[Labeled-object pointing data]
___
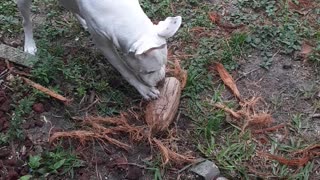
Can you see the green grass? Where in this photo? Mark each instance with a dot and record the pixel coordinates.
(57, 162)
(69, 67)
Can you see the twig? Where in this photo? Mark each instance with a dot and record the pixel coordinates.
(84, 109)
(189, 165)
(133, 164)
(273, 128)
(316, 116)
(247, 73)
(46, 91)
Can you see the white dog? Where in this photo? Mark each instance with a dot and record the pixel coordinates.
(120, 24)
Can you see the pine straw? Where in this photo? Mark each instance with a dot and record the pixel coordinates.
(282, 160)
(259, 122)
(169, 155)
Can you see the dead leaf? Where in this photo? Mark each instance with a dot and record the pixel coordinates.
(227, 79)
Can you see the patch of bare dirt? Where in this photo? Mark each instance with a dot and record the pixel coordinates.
(289, 87)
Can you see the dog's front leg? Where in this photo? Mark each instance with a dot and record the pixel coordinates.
(24, 8)
(113, 57)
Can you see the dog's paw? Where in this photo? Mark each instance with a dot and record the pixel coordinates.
(149, 93)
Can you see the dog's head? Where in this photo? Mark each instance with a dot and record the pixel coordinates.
(148, 56)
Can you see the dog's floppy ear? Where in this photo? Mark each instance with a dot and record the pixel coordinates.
(169, 27)
(145, 44)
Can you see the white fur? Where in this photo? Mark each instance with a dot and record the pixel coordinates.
(120, 24)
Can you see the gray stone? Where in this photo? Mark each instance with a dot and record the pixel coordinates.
(17, 56)
(207, 169)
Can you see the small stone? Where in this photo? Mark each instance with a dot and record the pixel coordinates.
(38, 107)
(207, 169)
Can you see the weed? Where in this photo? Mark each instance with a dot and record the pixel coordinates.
(57, 162)
(234, 151)
(22, 107)
(9, 22)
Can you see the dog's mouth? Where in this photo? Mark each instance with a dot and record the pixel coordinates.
(160, 83)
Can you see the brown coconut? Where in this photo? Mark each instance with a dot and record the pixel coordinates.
(161, 112)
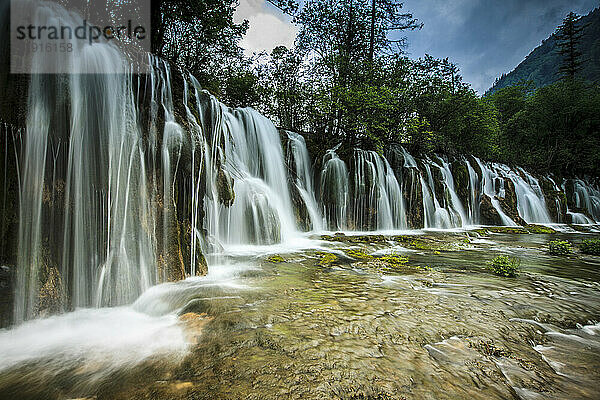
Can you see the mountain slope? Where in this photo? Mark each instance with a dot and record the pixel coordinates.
(542, 64)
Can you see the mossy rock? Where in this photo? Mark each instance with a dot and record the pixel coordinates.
(540, 229)
(358, 255)
(327, 259)
(275, 259)
(514, 230)
(435, 245)
(354, 239)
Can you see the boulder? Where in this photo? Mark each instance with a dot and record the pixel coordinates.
(509, 202)
(225, 188)
(461, 181)
(489, 215)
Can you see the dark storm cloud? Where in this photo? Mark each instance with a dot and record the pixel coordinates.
(484, 37)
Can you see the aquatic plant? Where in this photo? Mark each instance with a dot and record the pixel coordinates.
(327, 259)
(590, 246)
(358, 255)
(275, 259)
(505, 266)
(560, 248)
(394, 259)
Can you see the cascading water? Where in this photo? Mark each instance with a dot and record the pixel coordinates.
(303, 178)
(378, 201)
(489, 178)
(530, 199)
(334, 191)
(262, 210)
(586, 197)
(107, 255)
(117, 182)
(475, 190)
(456, 206)
(436, 215)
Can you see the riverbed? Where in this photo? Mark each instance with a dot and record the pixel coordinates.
(391, 315)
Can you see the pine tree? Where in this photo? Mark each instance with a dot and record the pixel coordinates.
(569, 35)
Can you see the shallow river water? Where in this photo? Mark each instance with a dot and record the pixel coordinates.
(327, 317)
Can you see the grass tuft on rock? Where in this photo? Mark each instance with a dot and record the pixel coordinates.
(276, 259)
(560, 248)
(327, 259)
(590, 246)
(505, 266)
(358, 255)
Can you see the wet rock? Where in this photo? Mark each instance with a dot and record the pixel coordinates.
(509, 202)
(489, 215)
(461, 181)
(50, 294)
(193, 325)
(556, 200)
(225, 188)
(413, 198)
(6, 304)
(438, 184)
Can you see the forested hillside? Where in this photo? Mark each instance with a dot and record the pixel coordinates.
(542, 65)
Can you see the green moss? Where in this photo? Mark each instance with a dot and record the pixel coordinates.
(590, 246)
(540, 229)
(276, 259)
(516, 230)
(354, 238)
(327, 259)
(560, 248)
(358, 255)
(394, 259)
(505, 266)
(390, 263)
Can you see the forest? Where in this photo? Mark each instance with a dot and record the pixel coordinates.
(346, 81)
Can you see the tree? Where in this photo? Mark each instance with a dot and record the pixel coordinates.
(199, 36)
(569, 35)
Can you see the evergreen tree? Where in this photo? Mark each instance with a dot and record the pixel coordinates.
(569, 35)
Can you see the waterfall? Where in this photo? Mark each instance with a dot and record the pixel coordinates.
(455, 204)
(334, 191)
(438, 216)
(262, 210)
(378, 201)
(585, 197)
(95, 160)
(298, 153)
(109, 189)
(475, 190)
(489, 178)
(530, 199)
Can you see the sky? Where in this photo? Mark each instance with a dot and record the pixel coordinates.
(484, 37)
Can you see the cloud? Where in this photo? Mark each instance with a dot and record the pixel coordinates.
(486, 38)
(269, 27)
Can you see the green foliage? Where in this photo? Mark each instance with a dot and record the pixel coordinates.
(394, 260)
(275, 259)
(542, 65)
(590, 246)
(560, 248)
(242, 90)
(327, 259)
(358, 255)
(199, 36)
(505, 266)
(556, 128)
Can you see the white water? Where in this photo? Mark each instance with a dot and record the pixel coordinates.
(304, 181)
(334, 191)
(378, 201)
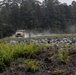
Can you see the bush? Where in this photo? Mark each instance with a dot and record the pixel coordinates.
(32, 65)
(63, 56)
(2, 66)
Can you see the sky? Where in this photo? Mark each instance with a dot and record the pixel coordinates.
(62, 1)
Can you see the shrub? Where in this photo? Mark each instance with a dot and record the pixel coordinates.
(63, 56)
(2, 66)
(32, 65)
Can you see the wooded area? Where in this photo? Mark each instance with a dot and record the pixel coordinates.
(33, 15)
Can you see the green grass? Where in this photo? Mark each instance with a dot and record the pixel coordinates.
(63, 56)
(32, 65)
(10, 52)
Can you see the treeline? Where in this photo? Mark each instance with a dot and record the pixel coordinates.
(33, 15)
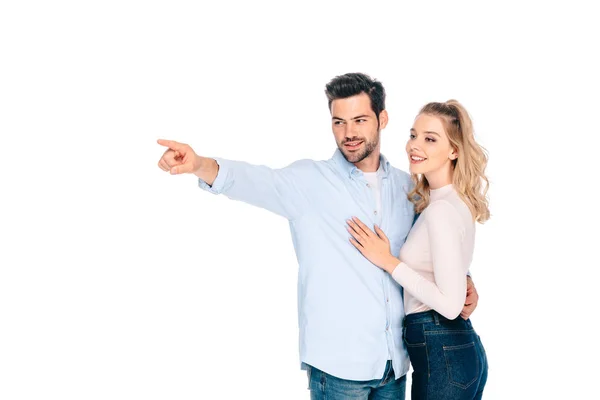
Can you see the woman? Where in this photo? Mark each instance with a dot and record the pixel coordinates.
(447, 166)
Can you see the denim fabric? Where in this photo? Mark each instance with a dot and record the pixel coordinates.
(447, 356)
(324, 386)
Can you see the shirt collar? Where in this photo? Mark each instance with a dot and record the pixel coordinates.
(350, 169)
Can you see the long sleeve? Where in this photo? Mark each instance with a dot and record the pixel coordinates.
(282, 191)
(445, 232)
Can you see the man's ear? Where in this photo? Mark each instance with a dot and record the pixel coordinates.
(383, 119)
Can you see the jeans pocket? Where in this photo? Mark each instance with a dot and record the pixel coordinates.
(413, 336)
(462, 362)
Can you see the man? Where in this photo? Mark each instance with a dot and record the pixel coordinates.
(350, 312)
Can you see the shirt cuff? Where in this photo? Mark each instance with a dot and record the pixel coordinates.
(219, 183)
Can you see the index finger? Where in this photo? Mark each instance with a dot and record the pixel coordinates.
(170, 144)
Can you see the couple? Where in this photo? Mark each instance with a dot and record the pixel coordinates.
(351, 214)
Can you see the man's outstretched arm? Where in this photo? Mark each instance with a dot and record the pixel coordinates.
(277, 190)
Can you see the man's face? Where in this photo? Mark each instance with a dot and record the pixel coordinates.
(355, 127)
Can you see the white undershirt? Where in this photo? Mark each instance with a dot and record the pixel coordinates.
(436, 256)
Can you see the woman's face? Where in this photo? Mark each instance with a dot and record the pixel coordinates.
(428, 148)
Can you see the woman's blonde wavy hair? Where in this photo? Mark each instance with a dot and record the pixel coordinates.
(468, 175)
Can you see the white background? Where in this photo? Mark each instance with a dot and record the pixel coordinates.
(119, 281)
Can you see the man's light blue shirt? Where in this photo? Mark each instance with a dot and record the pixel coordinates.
(349, 311)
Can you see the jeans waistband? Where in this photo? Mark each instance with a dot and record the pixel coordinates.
(424, 317)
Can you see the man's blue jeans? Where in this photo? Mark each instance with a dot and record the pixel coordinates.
(324, 386)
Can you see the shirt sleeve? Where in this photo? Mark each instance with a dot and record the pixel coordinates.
(447, 294)
(280, 191)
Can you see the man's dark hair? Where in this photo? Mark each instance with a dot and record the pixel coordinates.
(352, 84)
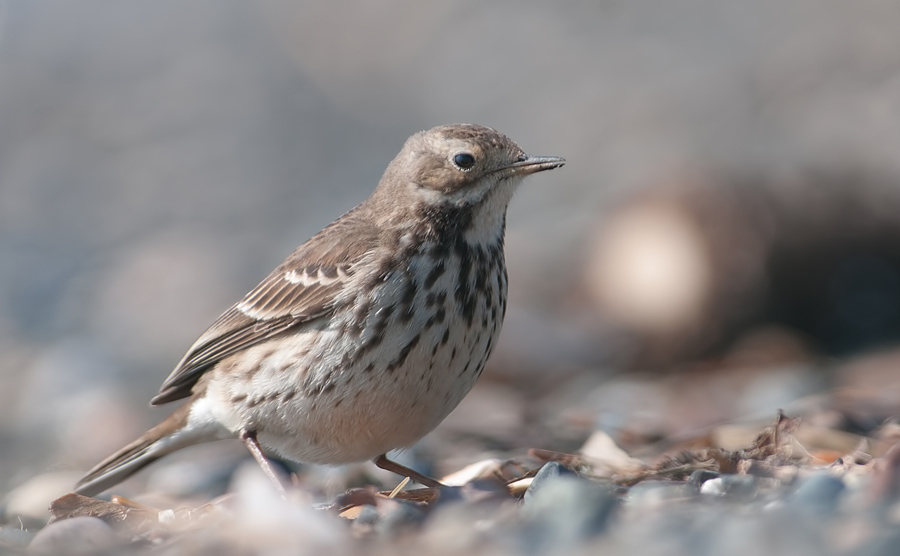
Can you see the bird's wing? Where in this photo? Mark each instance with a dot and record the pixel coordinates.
(302, 288)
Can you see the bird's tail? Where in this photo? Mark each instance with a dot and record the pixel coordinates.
(164, 438)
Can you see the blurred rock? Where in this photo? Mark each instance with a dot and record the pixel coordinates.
(79, 536)
(691, 262)
(565, 511)
(819, 493)
(733, 486)
(30, 501)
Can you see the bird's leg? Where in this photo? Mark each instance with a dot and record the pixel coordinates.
(394, 467)
(252, 444)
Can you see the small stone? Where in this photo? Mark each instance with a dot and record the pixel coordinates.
(741, 486)
(548, 473)
(565, 510)
(30, 501)
(368, 514)
(14, 538)
(657, 493)
(398, 516)
(76, 536)
(700, 476)
(819, 493)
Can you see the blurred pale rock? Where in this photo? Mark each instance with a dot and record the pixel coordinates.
(31, 499)
(78, 536)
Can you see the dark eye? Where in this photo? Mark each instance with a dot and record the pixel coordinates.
(464, 161)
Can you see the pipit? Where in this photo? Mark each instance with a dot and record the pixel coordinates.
(368, 335)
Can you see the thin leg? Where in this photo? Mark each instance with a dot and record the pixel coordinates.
(252, 444)
(394, 467)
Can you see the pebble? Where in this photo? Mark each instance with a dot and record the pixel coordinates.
(398, 516)
(30, 501)
(565, 509)
(649, 494)
(550, 471)
(74, 537)
(700, 476)
(740, 486)
(14, 537)
(819, 493)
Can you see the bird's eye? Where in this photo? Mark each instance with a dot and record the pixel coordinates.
(464, 161)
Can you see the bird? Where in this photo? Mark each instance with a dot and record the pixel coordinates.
(369, 334)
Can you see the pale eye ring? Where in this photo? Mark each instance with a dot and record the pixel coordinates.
(464, 161)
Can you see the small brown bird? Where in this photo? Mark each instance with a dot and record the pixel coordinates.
(370, 333)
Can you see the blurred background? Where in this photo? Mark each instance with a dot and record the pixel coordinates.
(723, 242)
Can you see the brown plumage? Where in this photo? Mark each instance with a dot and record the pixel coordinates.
(370, 333)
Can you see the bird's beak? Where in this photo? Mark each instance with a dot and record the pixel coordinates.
(531, 164)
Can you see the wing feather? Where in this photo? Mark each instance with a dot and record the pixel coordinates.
(304, 287)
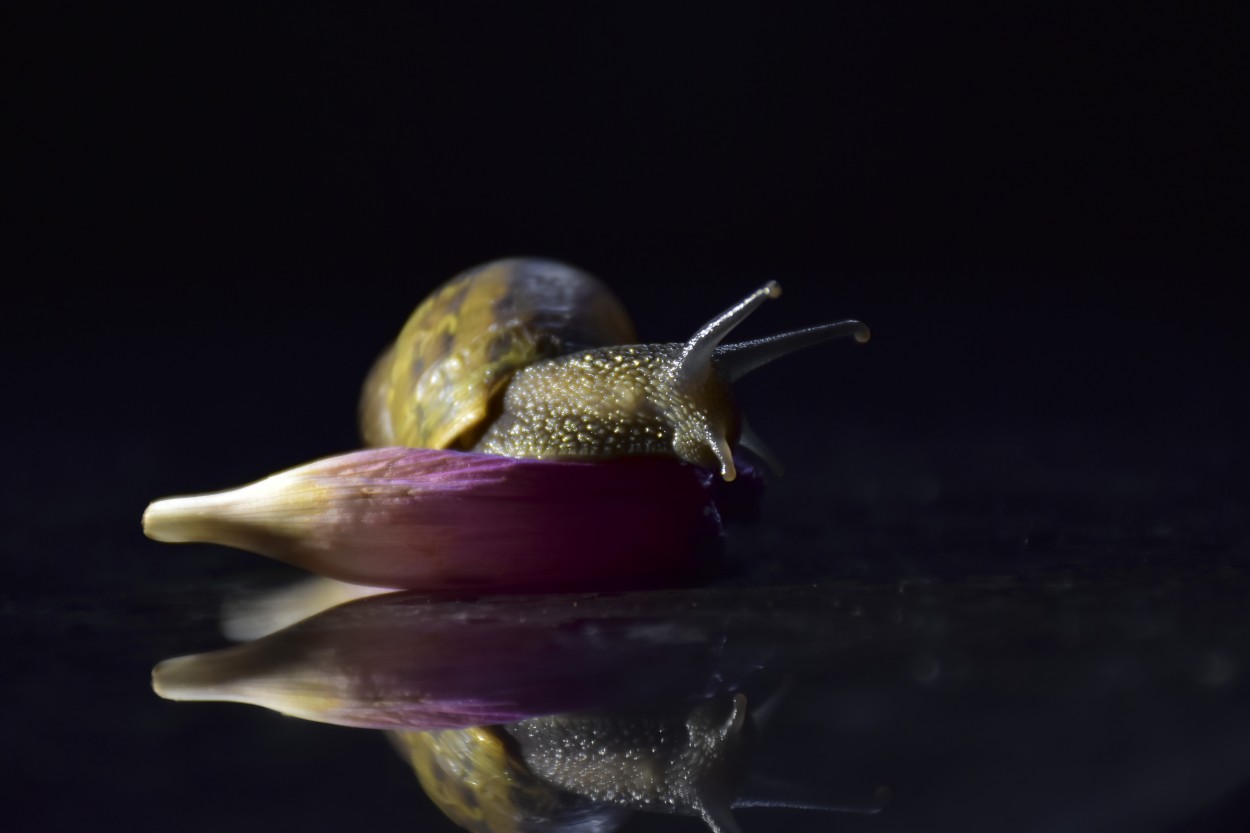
___
__GOAL OF THE EXERCISE__
Return every line of the data above that contains the string "pale".

__SOLVED PROBLEM__
Can you see the blurred pale rock? Where in this photo? Mark each instance with a dot and record the pixel coordinates.
Can you see the pale eye ring? Where in this photo? Mark each instance with a dot and record the pixel coordinates.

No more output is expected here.